Task to complete: Which lines of the records below contain the word "with"? Show each one.

Data supplied:
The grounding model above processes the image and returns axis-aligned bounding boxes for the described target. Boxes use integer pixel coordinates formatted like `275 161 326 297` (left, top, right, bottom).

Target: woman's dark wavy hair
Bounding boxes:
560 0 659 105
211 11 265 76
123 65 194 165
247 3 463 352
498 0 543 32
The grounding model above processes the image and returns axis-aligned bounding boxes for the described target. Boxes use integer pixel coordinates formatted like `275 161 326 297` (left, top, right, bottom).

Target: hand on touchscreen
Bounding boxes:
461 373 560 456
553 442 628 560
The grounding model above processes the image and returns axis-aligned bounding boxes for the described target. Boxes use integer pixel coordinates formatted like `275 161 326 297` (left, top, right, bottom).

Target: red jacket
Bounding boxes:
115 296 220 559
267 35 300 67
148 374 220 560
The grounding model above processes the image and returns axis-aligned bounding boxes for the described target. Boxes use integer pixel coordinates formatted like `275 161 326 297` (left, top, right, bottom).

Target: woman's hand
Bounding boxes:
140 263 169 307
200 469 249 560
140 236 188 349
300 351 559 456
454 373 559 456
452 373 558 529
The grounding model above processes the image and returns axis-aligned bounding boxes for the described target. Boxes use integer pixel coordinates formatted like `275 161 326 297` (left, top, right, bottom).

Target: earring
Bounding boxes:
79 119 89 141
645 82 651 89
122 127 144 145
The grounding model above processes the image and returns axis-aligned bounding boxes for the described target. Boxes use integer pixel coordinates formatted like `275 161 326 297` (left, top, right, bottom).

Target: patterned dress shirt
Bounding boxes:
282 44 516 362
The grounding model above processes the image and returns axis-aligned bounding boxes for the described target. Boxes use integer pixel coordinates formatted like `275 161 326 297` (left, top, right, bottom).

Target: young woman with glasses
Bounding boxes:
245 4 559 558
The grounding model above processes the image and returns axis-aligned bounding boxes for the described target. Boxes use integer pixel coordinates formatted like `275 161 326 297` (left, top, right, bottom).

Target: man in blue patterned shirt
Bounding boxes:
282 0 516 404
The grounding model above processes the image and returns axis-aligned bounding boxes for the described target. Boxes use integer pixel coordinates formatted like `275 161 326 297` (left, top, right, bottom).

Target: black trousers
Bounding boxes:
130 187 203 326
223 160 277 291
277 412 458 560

* * *

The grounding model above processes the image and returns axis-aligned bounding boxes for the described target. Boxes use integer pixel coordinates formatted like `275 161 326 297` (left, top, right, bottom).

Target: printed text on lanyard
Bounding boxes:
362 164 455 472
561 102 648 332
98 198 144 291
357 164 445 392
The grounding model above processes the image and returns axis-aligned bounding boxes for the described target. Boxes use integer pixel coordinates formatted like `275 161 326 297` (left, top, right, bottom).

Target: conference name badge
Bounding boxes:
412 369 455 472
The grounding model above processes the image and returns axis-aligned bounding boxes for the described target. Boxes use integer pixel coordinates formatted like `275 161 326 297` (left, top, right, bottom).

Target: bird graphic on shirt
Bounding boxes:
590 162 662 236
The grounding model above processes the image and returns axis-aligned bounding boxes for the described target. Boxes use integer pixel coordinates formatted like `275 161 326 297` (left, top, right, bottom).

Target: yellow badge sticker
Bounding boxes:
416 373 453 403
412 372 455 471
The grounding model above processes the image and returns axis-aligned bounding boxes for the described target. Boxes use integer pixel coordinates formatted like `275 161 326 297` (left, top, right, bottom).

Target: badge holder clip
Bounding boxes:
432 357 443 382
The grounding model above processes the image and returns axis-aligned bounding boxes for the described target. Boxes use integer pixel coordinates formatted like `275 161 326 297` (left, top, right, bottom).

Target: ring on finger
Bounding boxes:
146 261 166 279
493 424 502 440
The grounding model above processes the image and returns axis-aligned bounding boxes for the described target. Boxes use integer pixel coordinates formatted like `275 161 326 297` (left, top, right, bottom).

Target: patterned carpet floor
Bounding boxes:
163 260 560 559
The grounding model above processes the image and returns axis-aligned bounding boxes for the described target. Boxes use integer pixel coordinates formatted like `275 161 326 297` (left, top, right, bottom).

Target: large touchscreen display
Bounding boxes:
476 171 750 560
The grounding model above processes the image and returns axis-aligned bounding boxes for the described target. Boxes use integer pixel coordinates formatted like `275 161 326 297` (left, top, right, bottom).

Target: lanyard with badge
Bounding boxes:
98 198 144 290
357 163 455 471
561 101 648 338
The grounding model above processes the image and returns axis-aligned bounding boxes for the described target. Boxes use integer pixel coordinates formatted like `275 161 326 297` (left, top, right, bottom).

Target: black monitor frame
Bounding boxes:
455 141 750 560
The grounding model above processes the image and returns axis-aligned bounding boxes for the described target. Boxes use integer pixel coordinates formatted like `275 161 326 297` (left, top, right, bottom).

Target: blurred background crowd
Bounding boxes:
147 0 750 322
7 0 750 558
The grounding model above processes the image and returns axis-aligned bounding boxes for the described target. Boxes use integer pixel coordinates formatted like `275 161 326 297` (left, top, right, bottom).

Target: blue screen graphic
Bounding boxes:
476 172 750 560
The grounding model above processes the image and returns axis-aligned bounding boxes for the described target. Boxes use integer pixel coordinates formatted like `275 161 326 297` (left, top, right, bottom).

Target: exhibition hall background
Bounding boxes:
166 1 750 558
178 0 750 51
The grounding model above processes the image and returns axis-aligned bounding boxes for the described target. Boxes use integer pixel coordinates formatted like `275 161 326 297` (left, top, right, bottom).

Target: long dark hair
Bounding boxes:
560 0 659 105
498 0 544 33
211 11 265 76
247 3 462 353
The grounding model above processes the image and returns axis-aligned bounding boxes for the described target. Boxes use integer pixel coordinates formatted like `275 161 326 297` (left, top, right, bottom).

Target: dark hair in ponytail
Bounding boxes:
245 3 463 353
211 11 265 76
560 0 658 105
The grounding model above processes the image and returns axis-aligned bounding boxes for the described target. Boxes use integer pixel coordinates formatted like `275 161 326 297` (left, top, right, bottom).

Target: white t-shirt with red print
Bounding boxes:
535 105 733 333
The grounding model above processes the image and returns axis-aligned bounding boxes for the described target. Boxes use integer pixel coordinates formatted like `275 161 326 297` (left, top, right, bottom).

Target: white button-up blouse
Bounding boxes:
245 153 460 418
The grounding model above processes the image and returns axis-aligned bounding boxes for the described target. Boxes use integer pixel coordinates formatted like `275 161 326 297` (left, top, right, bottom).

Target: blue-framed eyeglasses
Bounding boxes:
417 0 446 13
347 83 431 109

Answer space:
Target: young woman with glasses
Target: lanyard with badge
Target: white t-shirt with red print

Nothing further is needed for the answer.